▶ **PROVIDED DATA**
===

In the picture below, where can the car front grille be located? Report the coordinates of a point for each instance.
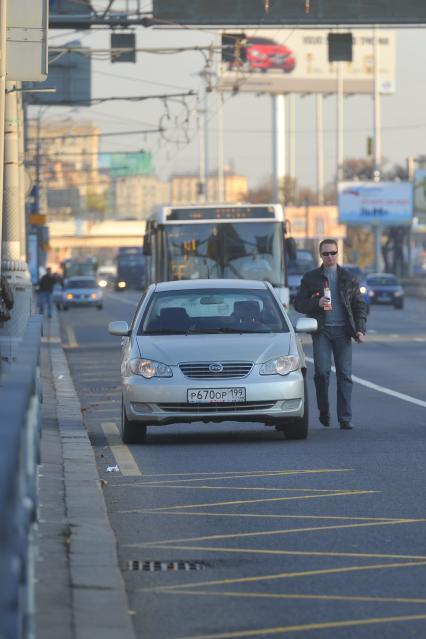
(217, 407)
(200, 370)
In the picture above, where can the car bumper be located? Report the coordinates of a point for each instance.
(164, 401)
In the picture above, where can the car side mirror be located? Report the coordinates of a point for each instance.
(121, 329)
(306, 325)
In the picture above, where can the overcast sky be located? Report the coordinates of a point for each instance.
(247, 118)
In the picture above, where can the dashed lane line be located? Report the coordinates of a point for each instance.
(382, 389)
(286, 575)
(124, 458)
(307, 627)
(301, 553)
(254, 501)
(284, 531)
(279, 595)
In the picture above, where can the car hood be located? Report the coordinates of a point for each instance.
(175, 349)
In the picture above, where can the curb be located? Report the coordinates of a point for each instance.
(74, 524)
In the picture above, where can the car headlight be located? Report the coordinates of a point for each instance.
(280, 366)
(149, 368)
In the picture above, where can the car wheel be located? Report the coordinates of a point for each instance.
(131, 432)
(298, 428)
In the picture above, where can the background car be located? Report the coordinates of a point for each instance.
(385, 288)
(264, 54)
(81, 291)
(213, 350)
(357, 272)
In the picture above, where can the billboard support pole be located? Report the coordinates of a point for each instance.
(278, 145)
(377, 114)
(320, 147)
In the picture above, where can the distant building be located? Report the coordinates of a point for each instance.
(135, 196)
(185, 188)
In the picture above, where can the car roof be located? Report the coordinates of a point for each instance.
(182, 285)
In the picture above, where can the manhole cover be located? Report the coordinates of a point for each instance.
(165, 566)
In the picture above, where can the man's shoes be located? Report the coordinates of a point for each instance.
(324, 419)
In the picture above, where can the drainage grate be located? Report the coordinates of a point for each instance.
(165, 566)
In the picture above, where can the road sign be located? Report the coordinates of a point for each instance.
(26, 53)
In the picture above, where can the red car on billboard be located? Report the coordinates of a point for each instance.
(264, 54)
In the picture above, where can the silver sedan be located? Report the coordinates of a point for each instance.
(212, 351)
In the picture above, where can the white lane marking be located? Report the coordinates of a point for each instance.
(381, 389)
(124, 458)
(72, 342)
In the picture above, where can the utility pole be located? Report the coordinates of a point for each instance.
(14, 268)
(3, 31)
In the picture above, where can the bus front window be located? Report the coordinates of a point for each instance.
(249, 250)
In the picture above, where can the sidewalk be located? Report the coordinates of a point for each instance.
(79, 589)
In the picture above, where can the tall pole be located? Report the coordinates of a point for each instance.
(202, 167)
(292, 137)
(278, 145)
(319, 98)
(377, 142)
(340, 124)
(3, 28)
(220, 151)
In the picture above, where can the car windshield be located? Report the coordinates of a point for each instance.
(382, 281)
(81, 284)
(198, 311)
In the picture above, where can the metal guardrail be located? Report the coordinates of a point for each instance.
(20, 423)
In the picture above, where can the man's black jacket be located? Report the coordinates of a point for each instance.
(312, 289)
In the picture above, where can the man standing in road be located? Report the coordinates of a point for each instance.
(331, 295)
(45, 288)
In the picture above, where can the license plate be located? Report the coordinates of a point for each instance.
(216, 395)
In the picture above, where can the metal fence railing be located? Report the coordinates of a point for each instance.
(20, 423)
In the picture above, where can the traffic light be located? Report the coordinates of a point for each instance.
(233, 47)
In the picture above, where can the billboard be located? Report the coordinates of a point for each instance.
(296, 61)
(290, 12)
(375, 203)
(127, 164)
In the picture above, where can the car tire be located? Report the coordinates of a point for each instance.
(298, 428)
(131, 432)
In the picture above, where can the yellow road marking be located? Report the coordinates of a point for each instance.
(262, 501)
(306, 553)
(273, 595)
(153, 511)
(285, 531)
(306, 627)
(284, 575)
(124, 458)
(254, 473)
(72, 342)
(248, 475)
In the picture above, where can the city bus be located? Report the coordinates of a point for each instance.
(242, 241)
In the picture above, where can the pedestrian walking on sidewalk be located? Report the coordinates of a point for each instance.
(45, 288)
(331, 295)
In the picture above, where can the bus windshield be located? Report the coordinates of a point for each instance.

===

Turn all of the data above into a JSON list of strings with one string per line. Skip blank lines and leave the pictures out.

[
  "In the picture below, where can the car front grille be located? Report the coordinates of a point for each instance.",
  "(217, 407)",
  "(200, 370)",
  "In the picture above, where can the car bumper be located? Report the coordinates of a point for each instance.",
  "(164, 401)",
  "In the picture above, where can the car side mirror be located? Report the coordinates of a point for each instance.",
  "(121, 329)",
  "(306, 325)",
  "In the picture above, where can the overcast sky be located? Report the coordinates of a point for each instance.",
  "(247, 118)",
  "In the picture above, where can the dashed lane line be located? Report the coordinates of a point for each instance.",
  "(382, 389)",
  "(286, 575)",
  "(124, 458)",
  "(307, 627)",
  "(301, 553)",
  "(254, 501)",
  "(284, 531)",
  "(279, 595)",
  "In the picture above, where can the car hood be located? Report the coordinates of a point for each instance.",
  "(175, 349)",
  "In the picture above, where can the curb be located? Report the coordinates of a point for each instance.",
  "(74, 524)",
  "In the picture above, where can the car headlight be located? Report the coordinates of a point for each instance.",
  "(280, 366)",
  "(149, 368)",
  "In the picture above, where can the car wheel be located? Report the coordinates of a point for each instance.",
  "(131, 432)",
  "(298, 428)",
  "In the picture above, where can the background car be located? Report the coordinates of a point for each instance.",
  "(385, 288)",
  "(264, 54)",
  "(81, 291)",
  "(213, 350)",
  "(357, 272)",
  "In the picture above, where can the billboard support pole be located? Report the coordinates of a point for each instance.",
  "(278, 145)",
  "(377, 114)",
  "(320, 147)",
  "In the picture above, where can the distant building be located? Report the coordinates of a point for each instance.",
  "(135, 196)",
  "(185, 188)",
  "In the picture above, where can the car roof be located? Report the coordinates of a point for each instance.",
  "(182, 285)",
  "In the picture above, where can the manhole cover be located? Report the coordinates of a point for each instance.",
  "(165, 566)",
  "In the picture above, where can the man's shoes be located? Report the coordinates of a point for each instance.",
  "(324, 419)",
  "In the picture above, where can the drainage grate be located? Report the coordinates of a point for each instance.",
  "(165, 566)",
  "In the picture above, where can the road sign be located? Report the coordinates of a point for each instance.",
  "(26, 53)",
  "In the picture above, where can the red car on billboard be located? Report the coordinates of a point for each instance.",
  "(264, 54)",
  "In the picture above, where can the silver sedan be located? Report the coordinates of a point for each instance.",
  "(212, 351)",
  "In the picture above, where can the white lane marking be located? Report the coordinates of a point for each instance.",
  "(381, 389)",
  "(124, 458)",
  "(72, 342)",
  "In the picture above, where can the utility pole be located? Report the coordinates of a point for each instance.",
  "(14, 268)",
  "(3, 31)",
  "In the picture above, where can the bus front window be located? Report the coordinates of a point for each instance.",
  "(249, 250)",
  "In the picture above, where can the sidewalk be located? Report the coordinates of a point for each instance.",
  "(79, 589)",
  "In the picture above, where can the tall pole be located? Report the coordinates of a point for each instance.",
  "(202, 167)",
  "(292, 137)",
  "(278, 145)",
  "(319, 98)",
  "(377, 142)",
  "(340, 124)",
  "(3, 28)",
  "(220, 151)",
  "In the picture above, where can the car windshield be located? Report the coordinates of a point for each instance.",
  "(382, 281)",
  "(81, 284)",
  "(198, 311)",
  "In the picture above, where can the metal guardrail be located? Report the coordinates of a point for each instance.",
  "(20, 423)",
  "In the picture above, where can the man's black jacket be located? Report the coordinates of a point for each instance.",
  "(312, 289)",
  "In the picture above, where can the man standing in road be located? Report the coordinates of a point for each instance.",
  "(331, 295)",
  "(45, 288)",
  "In the picture above, where can the license plate be located? Report the coordinates of a point for each instance.",
  "(216, 395)",
  "In the picture above, where can the metal fence railing be located? Report the coordinates of a point for each instance.",
  "(20, 423)",
  "In the picture above, where can the traffic light be located? Report the coordinates of a point for each instance.",
  "(233, 47)",
  "In the picture above, where can the billboard be located? Report the coordinates of a point for each instance.",
  "(296, 61)",
  "(290, 12)",
  "(375, 203)",
  "(127, 164)",
  "In the picture above, where can the car tire be located? Report the coordinates of a point for each instance.",
  "(298, 428)",
  "(131, 432)",
  "In the picture above, where can the yellow road marking be located? Report the coordinates of a point for each instance.",
  "(262, 501)",
  "(306, 553)",
  "(273, 595)",
  "(153, 511)",
  "(285, 531)",
  "(306, 627)",
  "(284, 575)",
  "(124, 458)",
  "(254, 473)",
  "(72, 342)",
  "(248, 475)",
  "In the picture above, where can the city bus be located? Report the coordinates of a point for each instance.",
  "(242, 241)",
  "In the picture above, where can the pedestrian walking on sidewalk be located? Report the coordinates of a point for each instance.",
  "(45, 288)",
  "(331, 295)",
  "In the picture above, where can the bus windshield be located? Report the coordinates of a point for each instance."
]